── AVAILABLE DATA

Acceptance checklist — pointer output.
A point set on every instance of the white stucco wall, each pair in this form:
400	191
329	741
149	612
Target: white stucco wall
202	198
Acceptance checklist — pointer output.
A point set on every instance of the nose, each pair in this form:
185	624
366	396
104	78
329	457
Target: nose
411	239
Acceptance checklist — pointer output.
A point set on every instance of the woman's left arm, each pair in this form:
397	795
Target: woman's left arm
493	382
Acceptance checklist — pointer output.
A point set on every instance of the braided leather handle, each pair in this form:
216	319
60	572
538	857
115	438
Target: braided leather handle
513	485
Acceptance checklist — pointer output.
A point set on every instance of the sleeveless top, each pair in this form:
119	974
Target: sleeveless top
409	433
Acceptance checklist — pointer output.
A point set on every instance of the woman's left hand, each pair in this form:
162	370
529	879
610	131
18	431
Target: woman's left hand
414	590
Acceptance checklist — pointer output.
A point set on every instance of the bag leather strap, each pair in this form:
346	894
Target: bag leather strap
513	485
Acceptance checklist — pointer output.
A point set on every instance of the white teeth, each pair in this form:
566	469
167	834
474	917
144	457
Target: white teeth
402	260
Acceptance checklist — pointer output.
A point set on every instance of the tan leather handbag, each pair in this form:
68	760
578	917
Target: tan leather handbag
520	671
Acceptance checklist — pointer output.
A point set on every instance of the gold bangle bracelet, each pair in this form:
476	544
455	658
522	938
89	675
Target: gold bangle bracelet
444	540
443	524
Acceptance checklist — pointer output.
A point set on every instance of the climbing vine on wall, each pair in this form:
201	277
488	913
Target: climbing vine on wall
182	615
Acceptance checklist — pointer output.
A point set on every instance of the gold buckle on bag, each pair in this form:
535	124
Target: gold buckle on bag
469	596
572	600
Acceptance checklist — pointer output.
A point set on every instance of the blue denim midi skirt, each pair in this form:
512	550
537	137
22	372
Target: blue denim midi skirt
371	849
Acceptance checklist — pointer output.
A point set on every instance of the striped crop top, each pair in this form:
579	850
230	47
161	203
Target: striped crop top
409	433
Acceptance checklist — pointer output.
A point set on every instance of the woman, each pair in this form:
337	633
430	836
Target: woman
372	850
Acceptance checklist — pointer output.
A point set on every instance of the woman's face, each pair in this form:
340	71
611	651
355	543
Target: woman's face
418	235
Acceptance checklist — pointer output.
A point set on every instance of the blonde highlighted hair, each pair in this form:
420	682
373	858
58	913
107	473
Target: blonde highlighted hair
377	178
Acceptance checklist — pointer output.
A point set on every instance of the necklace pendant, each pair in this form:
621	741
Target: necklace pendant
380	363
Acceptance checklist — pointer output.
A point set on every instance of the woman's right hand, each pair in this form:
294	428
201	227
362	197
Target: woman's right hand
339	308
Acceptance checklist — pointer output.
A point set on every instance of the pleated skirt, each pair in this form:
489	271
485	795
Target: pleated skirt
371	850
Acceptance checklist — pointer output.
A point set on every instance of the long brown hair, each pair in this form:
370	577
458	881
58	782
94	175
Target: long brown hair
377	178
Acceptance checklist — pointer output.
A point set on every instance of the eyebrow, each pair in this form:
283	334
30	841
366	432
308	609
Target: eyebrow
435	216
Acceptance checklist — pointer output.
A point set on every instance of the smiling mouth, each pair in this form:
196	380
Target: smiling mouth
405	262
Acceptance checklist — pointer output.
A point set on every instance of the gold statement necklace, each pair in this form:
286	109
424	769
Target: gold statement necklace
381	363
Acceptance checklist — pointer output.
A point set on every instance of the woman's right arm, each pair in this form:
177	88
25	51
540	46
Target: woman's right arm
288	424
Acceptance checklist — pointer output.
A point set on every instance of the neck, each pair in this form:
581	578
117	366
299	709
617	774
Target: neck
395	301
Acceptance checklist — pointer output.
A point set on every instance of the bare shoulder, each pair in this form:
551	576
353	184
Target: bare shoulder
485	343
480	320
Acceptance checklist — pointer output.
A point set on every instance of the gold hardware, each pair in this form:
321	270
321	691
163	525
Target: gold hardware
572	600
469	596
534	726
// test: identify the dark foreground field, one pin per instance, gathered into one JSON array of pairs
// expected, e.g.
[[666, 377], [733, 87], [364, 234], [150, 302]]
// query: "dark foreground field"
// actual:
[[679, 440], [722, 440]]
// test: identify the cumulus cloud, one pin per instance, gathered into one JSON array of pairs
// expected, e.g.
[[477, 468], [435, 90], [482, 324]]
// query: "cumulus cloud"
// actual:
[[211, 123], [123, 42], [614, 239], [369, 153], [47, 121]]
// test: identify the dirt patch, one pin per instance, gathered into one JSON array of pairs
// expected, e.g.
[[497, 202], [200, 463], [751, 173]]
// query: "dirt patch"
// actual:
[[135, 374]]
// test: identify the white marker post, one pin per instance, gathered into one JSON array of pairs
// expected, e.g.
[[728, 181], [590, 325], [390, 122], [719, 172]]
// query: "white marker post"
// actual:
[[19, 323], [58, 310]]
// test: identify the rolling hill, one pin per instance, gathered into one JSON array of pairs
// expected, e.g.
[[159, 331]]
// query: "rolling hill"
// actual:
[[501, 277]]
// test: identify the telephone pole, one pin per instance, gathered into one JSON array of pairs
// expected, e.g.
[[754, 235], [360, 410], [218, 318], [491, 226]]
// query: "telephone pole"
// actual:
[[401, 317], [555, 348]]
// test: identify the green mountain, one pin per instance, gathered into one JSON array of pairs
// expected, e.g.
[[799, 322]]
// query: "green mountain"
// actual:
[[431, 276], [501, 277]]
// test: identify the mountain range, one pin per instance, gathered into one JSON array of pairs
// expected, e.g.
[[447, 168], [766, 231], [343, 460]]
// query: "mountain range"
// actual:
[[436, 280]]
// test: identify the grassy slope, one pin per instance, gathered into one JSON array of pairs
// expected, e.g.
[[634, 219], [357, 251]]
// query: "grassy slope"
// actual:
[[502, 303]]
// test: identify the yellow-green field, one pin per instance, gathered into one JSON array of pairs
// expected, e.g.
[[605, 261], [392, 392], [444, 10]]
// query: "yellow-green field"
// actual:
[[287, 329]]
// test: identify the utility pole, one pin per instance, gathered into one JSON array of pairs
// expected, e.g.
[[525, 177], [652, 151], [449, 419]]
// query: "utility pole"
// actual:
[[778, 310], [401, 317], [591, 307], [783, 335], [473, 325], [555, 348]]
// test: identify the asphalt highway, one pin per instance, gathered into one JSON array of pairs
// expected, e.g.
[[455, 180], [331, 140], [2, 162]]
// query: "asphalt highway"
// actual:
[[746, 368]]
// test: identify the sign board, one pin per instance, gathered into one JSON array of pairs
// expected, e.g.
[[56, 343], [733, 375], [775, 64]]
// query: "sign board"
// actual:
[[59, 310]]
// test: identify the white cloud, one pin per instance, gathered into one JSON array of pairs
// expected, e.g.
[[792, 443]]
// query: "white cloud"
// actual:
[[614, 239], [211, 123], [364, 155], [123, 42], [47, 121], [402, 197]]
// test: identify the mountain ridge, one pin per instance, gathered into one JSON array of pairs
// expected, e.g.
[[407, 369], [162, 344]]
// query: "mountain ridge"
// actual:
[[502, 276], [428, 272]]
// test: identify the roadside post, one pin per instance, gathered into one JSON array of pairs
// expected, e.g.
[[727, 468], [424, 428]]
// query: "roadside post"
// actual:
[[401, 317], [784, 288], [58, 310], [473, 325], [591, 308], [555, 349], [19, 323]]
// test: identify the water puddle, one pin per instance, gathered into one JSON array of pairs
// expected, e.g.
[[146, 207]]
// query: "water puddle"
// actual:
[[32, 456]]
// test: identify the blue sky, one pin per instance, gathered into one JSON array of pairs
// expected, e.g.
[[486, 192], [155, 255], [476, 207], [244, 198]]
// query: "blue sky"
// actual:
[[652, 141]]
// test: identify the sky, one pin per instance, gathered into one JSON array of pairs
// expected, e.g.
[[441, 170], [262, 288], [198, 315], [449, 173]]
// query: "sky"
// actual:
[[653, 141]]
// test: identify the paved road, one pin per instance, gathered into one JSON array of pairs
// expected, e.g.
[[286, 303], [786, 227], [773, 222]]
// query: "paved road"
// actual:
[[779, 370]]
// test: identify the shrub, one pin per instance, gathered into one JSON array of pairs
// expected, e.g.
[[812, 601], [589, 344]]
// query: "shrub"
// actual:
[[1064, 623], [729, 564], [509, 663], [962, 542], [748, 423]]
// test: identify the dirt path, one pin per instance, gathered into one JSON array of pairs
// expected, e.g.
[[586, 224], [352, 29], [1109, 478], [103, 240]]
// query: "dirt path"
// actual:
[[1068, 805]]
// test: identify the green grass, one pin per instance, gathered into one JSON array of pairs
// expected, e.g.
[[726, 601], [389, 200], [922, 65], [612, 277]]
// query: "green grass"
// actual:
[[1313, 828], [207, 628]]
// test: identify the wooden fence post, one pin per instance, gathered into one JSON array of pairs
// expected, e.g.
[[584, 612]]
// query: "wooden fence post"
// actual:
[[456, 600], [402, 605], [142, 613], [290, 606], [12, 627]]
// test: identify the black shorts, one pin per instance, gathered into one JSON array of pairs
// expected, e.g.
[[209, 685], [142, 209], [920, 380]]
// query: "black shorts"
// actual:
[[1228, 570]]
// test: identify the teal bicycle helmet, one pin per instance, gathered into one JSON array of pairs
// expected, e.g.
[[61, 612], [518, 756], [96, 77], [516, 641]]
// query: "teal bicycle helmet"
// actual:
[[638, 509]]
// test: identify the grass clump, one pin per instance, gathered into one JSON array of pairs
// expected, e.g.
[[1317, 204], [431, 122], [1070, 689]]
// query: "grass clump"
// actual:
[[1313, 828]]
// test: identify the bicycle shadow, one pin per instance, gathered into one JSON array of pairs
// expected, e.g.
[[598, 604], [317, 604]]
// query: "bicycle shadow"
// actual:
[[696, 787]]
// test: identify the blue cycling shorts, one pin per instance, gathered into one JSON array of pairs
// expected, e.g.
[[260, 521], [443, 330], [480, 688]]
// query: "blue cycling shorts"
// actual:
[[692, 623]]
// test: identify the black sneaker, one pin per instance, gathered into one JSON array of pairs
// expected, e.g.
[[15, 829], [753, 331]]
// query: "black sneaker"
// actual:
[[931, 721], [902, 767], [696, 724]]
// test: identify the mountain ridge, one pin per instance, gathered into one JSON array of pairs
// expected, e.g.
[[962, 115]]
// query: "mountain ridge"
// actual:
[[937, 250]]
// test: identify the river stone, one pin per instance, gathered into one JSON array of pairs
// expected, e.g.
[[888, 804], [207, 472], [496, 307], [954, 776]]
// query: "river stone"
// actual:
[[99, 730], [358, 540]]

────

State, as a number only, how many lines in the entries include "shadow".

RESULT:
2